WHAT YOU WILL DO:
1. According to the leptin passage below, what are the specific receptors called through which leptin exerts its main central activity?
2. Decide whether each statement agrees with the leptin passage below, and support each yes or no with the deciding words of the passage: (a) Leptin decreases during fasting. (b) All obese phenotypes derive from leptin deficiency. (c) Leptin stimulates NPY and AgRP neurons.
3. Write a continuation of the leptin passage below, starting after its final sentence.

DOCUMENT SEGMENT:
****************

Leptin plays a central role in the regulation of energy intake and expenditure. Leptin increases some hours before meals in rodents and after several days of overeating in humans [72], while it decreases during fasting [2].

The main activity of leptin is exerted at the central level, in particular in ARC and PVN [7], via the activation of specific receptors named OB-Rb [73]. Specifically, leptin inhibits NPY and AgRP neurons, achieving a decrease in food intake [2,7,32].

Leptin (ob/ob)- or leptin receptor (db/db)-knockout mice are obese, hyperphagic and hyper-insulinaemic [73, 74]. As in mice, genic mutations leading to leptin deficiency have also been described in humans as a rare cause of obesity that fully normalises during leptin replacement therapy [2]. However, not all obese phenotypes derive from leptin deficiency. In fact, in humans obesity is strongly associated with high plasma leptin levels, suggesting a condition of leptin resistance [75].

Leptin secretion is regulated by several hormonal and metabolic signals [2, 14, 15, 76].

Noteworthy, the gastric release of leptin is also stimulated by the activation of vagal afferents, thus suggesting this hormone to be involved not only in the long-term maintenance of weight balance but also in the cephalic phase of gastric function [32,77].

****************

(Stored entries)
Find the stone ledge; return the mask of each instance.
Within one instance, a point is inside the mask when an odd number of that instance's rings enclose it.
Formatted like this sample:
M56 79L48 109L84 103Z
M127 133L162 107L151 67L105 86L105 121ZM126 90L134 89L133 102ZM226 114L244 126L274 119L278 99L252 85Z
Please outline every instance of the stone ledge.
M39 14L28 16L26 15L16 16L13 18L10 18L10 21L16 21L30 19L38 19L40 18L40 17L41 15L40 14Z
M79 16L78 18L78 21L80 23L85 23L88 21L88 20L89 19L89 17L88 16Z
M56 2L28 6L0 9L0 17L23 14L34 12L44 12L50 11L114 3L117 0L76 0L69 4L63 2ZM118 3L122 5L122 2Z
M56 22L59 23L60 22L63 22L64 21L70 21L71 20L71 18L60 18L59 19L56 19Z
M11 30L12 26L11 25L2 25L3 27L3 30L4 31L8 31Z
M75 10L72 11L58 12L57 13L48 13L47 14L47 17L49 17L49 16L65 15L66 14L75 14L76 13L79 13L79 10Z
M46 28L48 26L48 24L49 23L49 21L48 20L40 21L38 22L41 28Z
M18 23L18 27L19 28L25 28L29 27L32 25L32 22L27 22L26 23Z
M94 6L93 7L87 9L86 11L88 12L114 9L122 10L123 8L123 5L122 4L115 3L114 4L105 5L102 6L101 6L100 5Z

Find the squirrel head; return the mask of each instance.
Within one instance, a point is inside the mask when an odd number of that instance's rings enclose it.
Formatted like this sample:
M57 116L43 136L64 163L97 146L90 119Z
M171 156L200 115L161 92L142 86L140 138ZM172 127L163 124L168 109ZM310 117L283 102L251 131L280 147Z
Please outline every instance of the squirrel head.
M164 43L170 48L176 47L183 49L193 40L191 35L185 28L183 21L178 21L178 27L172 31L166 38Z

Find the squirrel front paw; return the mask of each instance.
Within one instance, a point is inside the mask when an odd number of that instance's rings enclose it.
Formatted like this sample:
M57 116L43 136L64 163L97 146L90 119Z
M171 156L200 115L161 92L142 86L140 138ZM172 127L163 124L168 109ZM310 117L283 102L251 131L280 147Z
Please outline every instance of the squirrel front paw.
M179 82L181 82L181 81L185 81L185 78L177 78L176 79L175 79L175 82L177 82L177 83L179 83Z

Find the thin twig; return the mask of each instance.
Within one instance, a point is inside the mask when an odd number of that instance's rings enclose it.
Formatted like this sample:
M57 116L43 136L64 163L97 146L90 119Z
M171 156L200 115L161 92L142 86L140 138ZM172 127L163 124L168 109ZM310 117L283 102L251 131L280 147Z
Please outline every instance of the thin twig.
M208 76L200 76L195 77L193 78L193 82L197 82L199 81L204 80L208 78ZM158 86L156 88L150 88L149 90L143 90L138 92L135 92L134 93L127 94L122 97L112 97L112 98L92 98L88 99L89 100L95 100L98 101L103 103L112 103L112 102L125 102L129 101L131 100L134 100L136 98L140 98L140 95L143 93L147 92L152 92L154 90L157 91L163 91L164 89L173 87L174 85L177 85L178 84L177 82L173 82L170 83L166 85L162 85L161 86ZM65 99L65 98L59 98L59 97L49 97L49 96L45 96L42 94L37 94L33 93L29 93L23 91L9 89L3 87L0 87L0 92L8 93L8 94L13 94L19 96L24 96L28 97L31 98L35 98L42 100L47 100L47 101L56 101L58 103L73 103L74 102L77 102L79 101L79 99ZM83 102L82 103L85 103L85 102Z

****************

RESPONSES:
1. OB-Rb receptors.

2.
(a) Yes: "while it decreases during fasting"
(b) No: "However, not all obese phenotypes derive from leptin deficiency."
(c) No: "leptin inhibits NPY and AgRP neurons"

3.
Adiponectin is a peptide produced exclusively by adipocytes [78]; it shows structural homology with the tumour necrosis factor family [32], cytokines characterised by negative effects on energy balance [7].

Unlike leptin, adiponectin levels do not follow circadian rhythms and seem not to be affected by feeding behaviour [79]. However, it is negatively correlated with body mass index [80] and is decreased in ob/ob mice [32]. The evidence, showing lower adiponectin levels in obese diabetic subjects than in obese non-diabetic subjects, suggests its major role in the development of insulin resistance [32].

Resistin is secreted by adipose tissue and exerts its own activity on several peripheral tissues, such as liver and muscle [32]. It seems to possess inversely related effects to adiponectin: higher levels can increase insulin resistance [81].